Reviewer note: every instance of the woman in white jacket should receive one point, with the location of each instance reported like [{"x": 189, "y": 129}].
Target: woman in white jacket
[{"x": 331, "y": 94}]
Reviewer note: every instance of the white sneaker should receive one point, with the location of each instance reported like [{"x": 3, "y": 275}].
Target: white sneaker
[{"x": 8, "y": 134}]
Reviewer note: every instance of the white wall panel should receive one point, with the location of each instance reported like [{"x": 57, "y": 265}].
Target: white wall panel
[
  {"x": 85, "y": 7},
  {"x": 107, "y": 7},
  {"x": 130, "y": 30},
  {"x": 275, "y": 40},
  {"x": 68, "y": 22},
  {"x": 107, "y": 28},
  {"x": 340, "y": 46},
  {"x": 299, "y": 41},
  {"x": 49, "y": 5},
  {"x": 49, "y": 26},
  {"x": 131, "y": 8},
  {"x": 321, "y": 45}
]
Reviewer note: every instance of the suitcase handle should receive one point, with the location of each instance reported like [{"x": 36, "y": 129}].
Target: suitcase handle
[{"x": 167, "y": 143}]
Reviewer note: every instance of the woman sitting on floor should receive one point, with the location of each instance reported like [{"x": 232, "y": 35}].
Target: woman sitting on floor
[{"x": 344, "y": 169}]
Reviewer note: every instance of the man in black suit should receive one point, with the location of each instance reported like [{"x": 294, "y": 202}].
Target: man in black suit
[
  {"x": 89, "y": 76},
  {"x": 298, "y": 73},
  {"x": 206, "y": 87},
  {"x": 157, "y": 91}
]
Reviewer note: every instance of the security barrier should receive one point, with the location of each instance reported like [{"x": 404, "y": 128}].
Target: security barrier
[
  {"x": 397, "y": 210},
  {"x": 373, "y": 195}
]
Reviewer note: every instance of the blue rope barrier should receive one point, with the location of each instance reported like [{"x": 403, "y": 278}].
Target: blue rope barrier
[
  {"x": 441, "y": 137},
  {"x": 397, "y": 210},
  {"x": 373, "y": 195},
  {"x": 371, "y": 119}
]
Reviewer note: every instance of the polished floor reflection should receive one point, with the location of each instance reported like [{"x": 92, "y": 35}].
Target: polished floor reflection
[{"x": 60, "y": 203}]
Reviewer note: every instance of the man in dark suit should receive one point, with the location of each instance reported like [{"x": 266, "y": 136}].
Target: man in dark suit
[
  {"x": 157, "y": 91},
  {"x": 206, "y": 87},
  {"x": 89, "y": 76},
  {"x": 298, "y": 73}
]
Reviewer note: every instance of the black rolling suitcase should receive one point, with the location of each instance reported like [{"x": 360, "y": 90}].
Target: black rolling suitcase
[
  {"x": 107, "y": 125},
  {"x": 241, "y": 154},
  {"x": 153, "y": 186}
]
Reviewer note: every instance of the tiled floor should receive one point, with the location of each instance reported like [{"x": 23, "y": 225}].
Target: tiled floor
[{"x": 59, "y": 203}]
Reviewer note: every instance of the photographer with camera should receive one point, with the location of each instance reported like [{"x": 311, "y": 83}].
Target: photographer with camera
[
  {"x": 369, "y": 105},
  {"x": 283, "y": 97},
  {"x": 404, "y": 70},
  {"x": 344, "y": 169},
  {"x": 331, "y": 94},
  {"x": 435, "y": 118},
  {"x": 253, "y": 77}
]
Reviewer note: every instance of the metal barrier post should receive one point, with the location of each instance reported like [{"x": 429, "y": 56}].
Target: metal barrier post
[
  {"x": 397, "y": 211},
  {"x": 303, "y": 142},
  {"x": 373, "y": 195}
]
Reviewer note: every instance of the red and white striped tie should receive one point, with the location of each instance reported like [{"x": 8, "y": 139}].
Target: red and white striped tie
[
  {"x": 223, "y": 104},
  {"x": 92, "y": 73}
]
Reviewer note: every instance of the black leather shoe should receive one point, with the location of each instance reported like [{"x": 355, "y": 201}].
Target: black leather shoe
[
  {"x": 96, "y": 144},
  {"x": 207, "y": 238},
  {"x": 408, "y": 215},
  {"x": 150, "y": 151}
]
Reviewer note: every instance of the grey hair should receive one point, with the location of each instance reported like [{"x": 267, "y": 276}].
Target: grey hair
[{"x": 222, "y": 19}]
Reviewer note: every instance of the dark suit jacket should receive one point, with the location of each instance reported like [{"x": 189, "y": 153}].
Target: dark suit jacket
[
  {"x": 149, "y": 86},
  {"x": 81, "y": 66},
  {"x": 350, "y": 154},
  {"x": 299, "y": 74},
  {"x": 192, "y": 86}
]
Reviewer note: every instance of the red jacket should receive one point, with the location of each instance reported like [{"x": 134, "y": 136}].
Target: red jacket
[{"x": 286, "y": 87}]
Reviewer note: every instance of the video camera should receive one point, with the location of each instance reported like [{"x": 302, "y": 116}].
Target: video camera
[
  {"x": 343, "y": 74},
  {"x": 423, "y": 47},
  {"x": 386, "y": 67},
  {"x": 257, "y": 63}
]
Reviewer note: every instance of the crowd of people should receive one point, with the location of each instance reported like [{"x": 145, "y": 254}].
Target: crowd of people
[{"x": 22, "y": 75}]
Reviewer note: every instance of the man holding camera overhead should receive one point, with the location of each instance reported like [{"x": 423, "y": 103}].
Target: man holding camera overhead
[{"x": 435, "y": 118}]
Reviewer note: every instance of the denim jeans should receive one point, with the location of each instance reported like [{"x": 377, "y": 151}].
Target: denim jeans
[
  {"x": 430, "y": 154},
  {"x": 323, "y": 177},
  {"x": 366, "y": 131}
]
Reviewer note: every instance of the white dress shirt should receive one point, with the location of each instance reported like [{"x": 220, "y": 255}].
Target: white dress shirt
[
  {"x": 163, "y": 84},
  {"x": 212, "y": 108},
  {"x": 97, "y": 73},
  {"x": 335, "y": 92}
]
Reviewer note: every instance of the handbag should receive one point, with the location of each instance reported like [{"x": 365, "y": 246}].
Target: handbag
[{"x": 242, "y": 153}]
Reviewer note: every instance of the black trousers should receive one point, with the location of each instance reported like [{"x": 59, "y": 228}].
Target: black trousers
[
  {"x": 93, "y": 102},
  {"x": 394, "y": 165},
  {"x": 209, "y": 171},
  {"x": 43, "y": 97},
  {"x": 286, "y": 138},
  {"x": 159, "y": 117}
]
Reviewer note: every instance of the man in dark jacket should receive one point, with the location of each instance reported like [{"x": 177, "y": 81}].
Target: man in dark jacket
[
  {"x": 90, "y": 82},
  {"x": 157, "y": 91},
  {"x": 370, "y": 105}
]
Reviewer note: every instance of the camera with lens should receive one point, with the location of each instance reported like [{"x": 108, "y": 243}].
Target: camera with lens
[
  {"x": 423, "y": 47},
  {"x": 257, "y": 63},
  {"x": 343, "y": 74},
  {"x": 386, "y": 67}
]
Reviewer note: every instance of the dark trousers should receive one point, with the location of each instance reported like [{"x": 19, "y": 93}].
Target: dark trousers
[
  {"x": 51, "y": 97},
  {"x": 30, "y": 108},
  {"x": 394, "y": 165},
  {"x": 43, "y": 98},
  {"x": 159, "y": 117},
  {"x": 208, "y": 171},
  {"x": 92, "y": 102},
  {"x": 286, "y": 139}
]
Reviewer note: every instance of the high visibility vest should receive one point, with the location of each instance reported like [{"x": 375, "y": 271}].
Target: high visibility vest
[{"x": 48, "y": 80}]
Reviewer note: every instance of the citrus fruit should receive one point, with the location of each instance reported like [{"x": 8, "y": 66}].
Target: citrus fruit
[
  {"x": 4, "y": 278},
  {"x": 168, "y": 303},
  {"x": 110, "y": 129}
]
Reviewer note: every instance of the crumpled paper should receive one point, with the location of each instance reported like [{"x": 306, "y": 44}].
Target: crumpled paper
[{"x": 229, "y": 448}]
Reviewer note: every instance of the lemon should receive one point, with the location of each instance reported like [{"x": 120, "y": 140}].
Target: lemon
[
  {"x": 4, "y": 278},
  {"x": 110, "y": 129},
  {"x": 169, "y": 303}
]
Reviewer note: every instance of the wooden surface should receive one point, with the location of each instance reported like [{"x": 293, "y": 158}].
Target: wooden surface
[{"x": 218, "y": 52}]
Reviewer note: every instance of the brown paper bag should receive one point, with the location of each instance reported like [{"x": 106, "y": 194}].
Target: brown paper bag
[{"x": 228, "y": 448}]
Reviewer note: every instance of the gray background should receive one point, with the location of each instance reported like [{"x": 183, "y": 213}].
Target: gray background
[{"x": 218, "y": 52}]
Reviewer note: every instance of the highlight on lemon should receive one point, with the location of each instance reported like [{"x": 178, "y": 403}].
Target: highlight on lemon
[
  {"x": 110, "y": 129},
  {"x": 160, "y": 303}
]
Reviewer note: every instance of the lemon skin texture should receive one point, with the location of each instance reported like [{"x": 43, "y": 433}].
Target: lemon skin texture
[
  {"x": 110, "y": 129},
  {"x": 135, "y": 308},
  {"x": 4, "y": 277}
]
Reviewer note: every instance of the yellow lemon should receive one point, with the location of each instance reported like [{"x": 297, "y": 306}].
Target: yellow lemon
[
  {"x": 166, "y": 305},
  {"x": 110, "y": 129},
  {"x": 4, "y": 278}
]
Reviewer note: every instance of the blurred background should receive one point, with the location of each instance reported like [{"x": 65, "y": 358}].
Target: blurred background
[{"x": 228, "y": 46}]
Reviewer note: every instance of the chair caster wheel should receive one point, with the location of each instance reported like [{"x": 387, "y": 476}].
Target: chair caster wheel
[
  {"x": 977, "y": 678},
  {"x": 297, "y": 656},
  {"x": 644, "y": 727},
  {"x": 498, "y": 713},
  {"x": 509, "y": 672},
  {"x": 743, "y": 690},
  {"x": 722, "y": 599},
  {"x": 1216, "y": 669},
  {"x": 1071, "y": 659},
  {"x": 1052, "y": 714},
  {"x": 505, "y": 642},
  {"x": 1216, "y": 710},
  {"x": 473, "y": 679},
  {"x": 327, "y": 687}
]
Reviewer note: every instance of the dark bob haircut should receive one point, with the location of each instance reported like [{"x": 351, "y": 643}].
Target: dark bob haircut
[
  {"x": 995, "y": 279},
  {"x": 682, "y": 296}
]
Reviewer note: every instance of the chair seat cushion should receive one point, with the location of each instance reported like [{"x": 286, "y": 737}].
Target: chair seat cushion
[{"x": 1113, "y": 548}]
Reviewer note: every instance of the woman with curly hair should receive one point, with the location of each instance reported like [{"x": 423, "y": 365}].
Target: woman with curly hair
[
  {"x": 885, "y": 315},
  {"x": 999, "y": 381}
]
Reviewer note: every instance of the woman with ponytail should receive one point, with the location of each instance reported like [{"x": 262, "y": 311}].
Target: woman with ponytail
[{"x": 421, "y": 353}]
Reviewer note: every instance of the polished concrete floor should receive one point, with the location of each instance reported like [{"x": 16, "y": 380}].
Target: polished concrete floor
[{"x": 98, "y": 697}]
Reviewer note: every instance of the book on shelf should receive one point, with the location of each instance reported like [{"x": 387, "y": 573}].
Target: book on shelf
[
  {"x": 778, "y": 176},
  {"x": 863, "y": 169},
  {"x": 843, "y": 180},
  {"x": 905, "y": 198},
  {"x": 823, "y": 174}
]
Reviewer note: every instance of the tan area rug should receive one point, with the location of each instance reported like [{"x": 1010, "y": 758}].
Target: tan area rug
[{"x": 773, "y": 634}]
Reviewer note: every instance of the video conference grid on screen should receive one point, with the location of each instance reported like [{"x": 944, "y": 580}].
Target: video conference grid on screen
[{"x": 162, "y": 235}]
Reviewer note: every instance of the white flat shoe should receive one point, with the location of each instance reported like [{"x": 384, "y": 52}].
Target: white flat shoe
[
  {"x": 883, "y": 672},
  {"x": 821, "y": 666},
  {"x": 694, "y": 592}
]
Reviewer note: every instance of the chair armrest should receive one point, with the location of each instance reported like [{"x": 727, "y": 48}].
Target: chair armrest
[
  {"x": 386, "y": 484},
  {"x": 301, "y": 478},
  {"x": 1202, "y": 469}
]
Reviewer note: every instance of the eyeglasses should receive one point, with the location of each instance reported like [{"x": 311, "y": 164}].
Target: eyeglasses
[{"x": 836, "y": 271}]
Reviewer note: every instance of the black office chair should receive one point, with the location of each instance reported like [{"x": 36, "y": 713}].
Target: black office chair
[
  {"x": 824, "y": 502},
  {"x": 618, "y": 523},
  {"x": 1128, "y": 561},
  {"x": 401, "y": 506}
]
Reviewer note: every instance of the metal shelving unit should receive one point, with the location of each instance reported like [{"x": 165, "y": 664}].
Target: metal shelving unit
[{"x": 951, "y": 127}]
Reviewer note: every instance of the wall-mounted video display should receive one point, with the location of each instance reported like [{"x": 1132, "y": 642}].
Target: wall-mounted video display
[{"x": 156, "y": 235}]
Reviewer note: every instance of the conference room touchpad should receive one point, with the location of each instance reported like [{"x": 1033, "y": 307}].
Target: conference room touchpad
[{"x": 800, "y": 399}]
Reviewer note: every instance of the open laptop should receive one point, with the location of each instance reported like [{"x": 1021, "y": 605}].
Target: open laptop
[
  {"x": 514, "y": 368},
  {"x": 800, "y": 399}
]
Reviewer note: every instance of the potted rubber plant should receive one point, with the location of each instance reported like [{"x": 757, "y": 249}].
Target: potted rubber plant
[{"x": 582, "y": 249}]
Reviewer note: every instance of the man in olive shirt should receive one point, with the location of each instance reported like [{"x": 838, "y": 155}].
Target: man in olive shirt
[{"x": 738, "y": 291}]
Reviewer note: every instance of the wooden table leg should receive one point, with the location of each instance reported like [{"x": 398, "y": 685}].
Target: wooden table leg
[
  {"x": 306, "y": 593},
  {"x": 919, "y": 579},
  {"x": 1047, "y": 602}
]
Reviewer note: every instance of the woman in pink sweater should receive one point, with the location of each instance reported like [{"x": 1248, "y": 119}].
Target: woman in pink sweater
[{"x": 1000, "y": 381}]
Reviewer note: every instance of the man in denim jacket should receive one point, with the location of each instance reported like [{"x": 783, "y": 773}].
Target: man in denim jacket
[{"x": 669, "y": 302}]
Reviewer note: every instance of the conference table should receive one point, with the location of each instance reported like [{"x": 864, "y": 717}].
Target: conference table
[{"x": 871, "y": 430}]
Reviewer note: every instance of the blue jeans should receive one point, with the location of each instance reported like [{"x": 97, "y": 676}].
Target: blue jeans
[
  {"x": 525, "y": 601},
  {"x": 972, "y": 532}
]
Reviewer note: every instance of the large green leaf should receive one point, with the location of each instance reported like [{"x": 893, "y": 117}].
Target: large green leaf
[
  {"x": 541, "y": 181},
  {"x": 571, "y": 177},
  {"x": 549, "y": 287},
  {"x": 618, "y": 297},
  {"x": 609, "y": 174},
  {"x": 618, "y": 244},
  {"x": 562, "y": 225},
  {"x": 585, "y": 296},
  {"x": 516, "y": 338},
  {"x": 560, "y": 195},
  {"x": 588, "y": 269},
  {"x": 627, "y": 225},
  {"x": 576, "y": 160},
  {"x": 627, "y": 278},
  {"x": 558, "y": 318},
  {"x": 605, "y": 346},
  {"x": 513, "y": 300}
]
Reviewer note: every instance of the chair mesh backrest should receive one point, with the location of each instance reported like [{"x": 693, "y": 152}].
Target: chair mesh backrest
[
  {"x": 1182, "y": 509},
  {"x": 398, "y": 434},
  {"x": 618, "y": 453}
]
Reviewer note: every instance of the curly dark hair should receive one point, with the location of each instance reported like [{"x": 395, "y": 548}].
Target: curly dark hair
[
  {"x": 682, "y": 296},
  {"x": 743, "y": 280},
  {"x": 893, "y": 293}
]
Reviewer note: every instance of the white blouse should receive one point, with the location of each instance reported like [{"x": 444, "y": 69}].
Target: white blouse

▸ ASSIGNED TASK: With the first line of the material as the start and the line containing "Reviewer note: every instance of the white wall" as the end, repeat that span exactly and add nothing.

▸ YOUR SOLUTION:
Reviewer note: every instance of the woman in white jacket should receive one point, with the location of each instance reported like [{"x": 189, "y": 129}].
Target: woman in white jacket
[{"x": 331, "y": 94}]
Reviewer note: every instance of the white sneaker should receive one point, with the location of each instance reported like [{"x": 3, "y": 275}].
Target: white sneaker
[{"x": 8, "y": 134}]
Reviewer note: every instance of the white wall panel should receive one point, with the location of each instance reported like [{"x": 57, "y": 265}].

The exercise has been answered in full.